= TASK DESCRIPTION =
Every single entry must be reproduced precisely.

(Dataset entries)
****
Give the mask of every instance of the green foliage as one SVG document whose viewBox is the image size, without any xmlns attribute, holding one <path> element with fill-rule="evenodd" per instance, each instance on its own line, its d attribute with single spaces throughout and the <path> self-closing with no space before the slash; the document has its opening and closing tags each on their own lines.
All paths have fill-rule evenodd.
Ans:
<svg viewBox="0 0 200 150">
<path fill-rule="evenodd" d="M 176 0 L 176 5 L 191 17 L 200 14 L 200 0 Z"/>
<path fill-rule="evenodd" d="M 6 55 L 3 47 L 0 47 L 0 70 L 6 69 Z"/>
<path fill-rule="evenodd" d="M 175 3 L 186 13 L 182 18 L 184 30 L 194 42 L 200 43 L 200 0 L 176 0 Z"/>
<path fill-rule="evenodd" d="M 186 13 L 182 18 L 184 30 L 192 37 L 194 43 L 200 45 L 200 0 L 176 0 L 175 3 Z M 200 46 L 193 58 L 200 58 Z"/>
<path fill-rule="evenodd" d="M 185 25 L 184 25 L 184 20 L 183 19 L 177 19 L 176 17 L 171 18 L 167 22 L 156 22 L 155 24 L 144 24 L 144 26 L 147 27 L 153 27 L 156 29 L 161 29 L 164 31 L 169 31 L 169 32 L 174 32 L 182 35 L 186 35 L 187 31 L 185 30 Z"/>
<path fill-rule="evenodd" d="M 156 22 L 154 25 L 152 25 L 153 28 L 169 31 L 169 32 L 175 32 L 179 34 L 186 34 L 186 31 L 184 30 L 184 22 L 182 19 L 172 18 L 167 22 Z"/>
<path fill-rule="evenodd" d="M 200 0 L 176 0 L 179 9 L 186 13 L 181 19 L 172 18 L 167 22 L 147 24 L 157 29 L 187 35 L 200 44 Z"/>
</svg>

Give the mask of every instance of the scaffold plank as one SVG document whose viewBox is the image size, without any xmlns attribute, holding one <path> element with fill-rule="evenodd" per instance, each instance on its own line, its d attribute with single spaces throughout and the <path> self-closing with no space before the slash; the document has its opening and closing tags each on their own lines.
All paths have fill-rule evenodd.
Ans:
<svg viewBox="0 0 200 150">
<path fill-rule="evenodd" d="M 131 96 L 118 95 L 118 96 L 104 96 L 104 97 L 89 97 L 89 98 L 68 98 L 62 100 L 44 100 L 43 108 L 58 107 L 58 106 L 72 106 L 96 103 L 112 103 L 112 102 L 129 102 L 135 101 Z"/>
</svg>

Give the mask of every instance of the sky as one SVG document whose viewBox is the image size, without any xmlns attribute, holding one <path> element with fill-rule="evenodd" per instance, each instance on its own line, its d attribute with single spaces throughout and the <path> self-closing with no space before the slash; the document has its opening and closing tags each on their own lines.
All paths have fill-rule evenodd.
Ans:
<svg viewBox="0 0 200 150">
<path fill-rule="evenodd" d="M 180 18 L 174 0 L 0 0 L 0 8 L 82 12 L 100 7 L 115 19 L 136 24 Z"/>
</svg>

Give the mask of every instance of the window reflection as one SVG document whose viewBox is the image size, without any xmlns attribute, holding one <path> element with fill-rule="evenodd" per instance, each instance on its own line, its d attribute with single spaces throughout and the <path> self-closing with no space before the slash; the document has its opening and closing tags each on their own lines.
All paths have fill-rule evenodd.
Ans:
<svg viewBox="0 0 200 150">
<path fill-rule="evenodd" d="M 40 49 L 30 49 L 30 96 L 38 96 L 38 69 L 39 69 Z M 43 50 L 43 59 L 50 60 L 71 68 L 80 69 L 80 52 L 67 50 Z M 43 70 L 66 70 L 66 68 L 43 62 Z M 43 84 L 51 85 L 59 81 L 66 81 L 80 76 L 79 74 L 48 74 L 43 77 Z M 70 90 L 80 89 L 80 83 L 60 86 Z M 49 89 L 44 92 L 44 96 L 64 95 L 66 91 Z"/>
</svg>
****
= RESPONSE FOR THIS EXERCISE =
Give the mask of every instance of the green foliage as one SVG document whose viewBox is the image size, without any xmlns attribute, holding one <path> element with fill-rule="evenodd" per instance, each instance on its own line, its d attribute with single spaces throughout and the <path> self-closing with no space before the slash; the document has its opening and closing tags each on their own lines.
All paths have fill-rule evenodd.
Ans:
<svg viewBox="0 0 200 150">
<path fill-rule="evenodd" d="M 176 0 L 176 5 L 191 17 L 200 14 L 200 0 Z"/>
<path fill-rule="evenodd" d="M 6 55 L 3 47 L 0 47 L 0 70 L 6 69 Z"/>
<path fill-rule="evenodd" d="M 175 3 L 186 13 L 182 18 L 184 30 L 194 42 L 200 43 L 200 0 L 176 0 Z"/>
<path fill-rule="evenodd" d="M 186 13 L 182 18 L 184 30 L 192 37 L 194 43 L 200 45 L 200 0 L 176 0 L 175 3 Z M 200 46 L 193 58 L 200 58 Z"/>
<path fill-rule="evenodd" d="M 185 25 L 184 25 L 184 20 L 183 19 L 177 19 L 176 17 L 171 18 L 167 22 L 156 22 L 155 24 L 144 24 L 144 26 L 147 27 L 153 27 L 156 29 L 161 29 L 164 31 L 169 31 L 169 32 L 174 32 L 182 35 L 186 35 L 187 31 L 185 30 Z"/>
<path fill-rule="evenodd" d="M 156 22 L 154 25 L 152 25 L 153 28 L 169 31 L 169 32 L 175 32 L 179 34 L 186 34 L 186 31 L 184 30 L 184 22 L 182 19 L 172 18 L 167 22 Z"/>
<path fill-rule="evenodd" d="M 200 0 L 176 0 L 179 9 L 186 13 L 181 19 L 172 18 L 167 22 L 147 24 L 157 29 L 187 35 L 200 44 Z"/>
</svg>

Give the mask of every instance of the scaffold plank as one SVG document whose viewBox is the image size, without any xmlns attribute, holding one <path> element with fill-rule="evenodd" per instance, each instance on its own line, its d attribute with single spaces throughout and the <path> self-closing with no space before the slash; the document has its opening and closing tags each on their own lines.
All paths have fill-rule evenodd.
Ans:
<svg viewBox="0 0 200 150">
<path fill-rule="evenodd" d="M 131 96 L 118 95 L 118 96 L 104 96 L 104 97 L 89 97 L 89 98 L 68 98 L 62 100 L 44 100 L 43 108 L 58 107 L 58 106 L 72 106 L 96 103 L 112 103 L 112 102 L 129 102 L 135 101 Z"/>
</svg>

Give the mask of every instance of the sky as one SVG document whose viewBox is the image size, without any xmlns attribute, holding one <path> element with fill-rule="evenodd" per instance, each instance on its own line, its d attribute with single spaces throughout and the <path> self-closing with no space before the slash; the document has its opening and closing tags each on their own lines.
All paths have fill-rule evenodd.
Ans:
<svg viewBox="0 0 200 150">
<path fill-rule="evenodd" d="M 180 18 L 174 0 L 0 0 L 0 8 L 82 12 L 100 7 L 115 19 L 136 24 Z"/>
</svg>

Give the mask of every instance of the window reflection as one SVG document whose viewBox is the image size, without any xmlns attribute, holding one <path> element with fill-rule="evenodd" per instance, each instance on its own line, its d attribute with single spaces throughout and the <path> self-closing with no space before the slash; the document has its opening and closing tags each on their own lines.
All paths have fill-rule evenodd.
Ans:
<svg viewBox="0 0 200 150">
<path fill-rule="evenodd" d="M 40 49 L 30 49 L 30 96 L 38 96 L 38 69 L 39 69 Z M 43 50 L 43 59 L 50 60 L 71 68 L 80 69 L 80 52 L 67 50 Z M 43 70 L 66 70 L 66 68 L 43 62 Z M 43 84 L 51 85 L 59 81 L 66 81 L 80 76 L 79 74 L 48 74 L 43 77 Z M 70 90 L 80 89 L 80 83 L 60 86 Z M 49 89 L 44 92 L 44 96 L 64 95 L 66 91 Z"/>
</svg>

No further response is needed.